▶ Problem statement:
Please output the entries below from the line that contains "Can you see the polar bear muzzle?" through the final line, reproduced exactly and alone.

start Exercise data

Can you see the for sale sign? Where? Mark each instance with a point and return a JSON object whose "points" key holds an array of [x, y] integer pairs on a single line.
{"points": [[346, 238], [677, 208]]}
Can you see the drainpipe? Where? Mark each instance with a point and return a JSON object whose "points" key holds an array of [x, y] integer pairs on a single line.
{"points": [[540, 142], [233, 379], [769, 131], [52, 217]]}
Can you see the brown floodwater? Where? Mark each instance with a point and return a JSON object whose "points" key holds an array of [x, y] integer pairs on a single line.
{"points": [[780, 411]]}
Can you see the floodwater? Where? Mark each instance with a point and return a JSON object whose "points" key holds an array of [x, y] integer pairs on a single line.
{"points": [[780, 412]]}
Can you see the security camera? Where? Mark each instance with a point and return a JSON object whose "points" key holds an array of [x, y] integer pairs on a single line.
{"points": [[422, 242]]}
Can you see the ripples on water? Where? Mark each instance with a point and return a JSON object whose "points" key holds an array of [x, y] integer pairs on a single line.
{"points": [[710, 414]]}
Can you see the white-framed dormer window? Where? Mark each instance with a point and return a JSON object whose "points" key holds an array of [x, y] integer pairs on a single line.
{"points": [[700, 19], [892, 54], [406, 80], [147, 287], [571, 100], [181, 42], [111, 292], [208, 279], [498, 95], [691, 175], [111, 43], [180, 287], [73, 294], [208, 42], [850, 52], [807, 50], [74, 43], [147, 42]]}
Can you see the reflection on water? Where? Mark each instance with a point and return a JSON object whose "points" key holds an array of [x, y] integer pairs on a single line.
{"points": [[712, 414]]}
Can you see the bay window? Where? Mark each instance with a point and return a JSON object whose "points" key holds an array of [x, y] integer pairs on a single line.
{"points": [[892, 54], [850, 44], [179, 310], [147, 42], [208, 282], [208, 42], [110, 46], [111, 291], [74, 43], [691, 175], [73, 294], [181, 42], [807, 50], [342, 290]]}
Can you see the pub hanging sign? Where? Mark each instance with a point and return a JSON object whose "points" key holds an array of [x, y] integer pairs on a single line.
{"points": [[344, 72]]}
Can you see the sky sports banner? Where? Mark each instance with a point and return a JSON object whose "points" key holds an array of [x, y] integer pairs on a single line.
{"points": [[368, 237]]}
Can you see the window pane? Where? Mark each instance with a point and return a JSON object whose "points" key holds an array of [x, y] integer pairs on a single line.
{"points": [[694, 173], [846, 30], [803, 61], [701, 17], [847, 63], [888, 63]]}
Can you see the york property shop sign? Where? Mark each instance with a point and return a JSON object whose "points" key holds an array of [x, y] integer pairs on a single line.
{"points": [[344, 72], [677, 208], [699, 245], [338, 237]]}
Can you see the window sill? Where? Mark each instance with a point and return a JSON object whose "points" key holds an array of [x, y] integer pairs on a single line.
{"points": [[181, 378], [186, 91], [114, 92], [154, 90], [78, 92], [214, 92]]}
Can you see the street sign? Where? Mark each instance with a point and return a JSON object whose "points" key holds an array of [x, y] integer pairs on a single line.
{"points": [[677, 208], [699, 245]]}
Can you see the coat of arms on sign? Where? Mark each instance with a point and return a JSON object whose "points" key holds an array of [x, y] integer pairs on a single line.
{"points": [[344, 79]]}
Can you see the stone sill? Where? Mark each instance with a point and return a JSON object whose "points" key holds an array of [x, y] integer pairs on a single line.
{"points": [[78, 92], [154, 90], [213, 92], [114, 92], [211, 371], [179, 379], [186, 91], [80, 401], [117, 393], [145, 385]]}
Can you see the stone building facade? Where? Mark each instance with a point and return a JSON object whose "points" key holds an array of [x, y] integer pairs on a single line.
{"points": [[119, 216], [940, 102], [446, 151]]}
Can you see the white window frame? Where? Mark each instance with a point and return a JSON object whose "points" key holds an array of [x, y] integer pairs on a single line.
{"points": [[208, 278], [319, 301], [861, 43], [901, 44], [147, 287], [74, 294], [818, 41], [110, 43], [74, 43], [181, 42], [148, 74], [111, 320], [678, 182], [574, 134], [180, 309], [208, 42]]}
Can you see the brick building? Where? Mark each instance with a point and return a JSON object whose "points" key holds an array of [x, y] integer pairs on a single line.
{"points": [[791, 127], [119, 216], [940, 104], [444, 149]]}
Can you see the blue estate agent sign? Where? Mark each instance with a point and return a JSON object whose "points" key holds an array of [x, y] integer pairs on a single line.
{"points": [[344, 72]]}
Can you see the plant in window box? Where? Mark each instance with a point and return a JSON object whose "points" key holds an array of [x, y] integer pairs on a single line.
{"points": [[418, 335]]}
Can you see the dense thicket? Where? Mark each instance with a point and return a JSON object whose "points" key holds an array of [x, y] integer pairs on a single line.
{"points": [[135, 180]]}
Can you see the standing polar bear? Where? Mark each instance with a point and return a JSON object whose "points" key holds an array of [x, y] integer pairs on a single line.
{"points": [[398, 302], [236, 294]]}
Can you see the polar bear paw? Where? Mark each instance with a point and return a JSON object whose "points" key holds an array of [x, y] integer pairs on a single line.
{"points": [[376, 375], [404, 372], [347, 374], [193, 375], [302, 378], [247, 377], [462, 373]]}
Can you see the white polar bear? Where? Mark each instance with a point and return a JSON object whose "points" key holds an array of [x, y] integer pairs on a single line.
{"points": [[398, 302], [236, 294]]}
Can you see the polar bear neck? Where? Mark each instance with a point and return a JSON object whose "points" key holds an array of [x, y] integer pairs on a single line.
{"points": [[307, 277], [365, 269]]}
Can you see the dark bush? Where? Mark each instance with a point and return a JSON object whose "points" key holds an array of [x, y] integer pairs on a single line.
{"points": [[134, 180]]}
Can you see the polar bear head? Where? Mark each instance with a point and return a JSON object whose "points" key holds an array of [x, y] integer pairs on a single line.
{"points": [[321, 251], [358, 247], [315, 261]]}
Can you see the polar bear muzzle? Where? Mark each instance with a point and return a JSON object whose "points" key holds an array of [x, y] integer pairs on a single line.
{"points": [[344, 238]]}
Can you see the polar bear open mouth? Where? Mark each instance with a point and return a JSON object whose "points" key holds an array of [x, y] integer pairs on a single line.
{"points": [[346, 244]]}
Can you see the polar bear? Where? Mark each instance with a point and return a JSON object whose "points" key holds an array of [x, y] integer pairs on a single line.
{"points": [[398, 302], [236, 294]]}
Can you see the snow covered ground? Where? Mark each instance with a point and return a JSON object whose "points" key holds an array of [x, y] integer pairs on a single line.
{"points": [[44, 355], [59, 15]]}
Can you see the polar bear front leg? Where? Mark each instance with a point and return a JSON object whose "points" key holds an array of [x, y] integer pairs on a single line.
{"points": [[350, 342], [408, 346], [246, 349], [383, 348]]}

end Exercise data

▶ The reply:
Can you see the polar bear muzzle? Where? Mark each instance with a point and return a JSON object whose "points" key holds an array of [x, y] integer pairs on a single line.
{"points": [[344, 238]]}
Can you see the polar bear open mouth? Where? Mark each instance with a point and return a JSON object whose "points" key holds an array of [x, y] integer pairs on a single line.
{"points": [[346, 244]]}
Can you see the polar bear? Where? Mark each instance with a point and return a JSON object whose "points" key holds an array of [x, y] integer pairs on a single line.
{"points": [[398, 302], [236, 294]]}
Can you see the snow covered ground? Where? Mark each instance with a point and return a JSON object whose "points" key holds an array of [x, y] integer pairs on a single line.
{"points": [[44, 355], [59, 15]]}
Can you see the polar bear front leg? Where? Mark each instance with a point and return a JSON object whose "points" key holds an array of [x, y] integer pairs on a single line.
{"points": [[350, 342], [408, 346], [246, 349], [383, 348]]}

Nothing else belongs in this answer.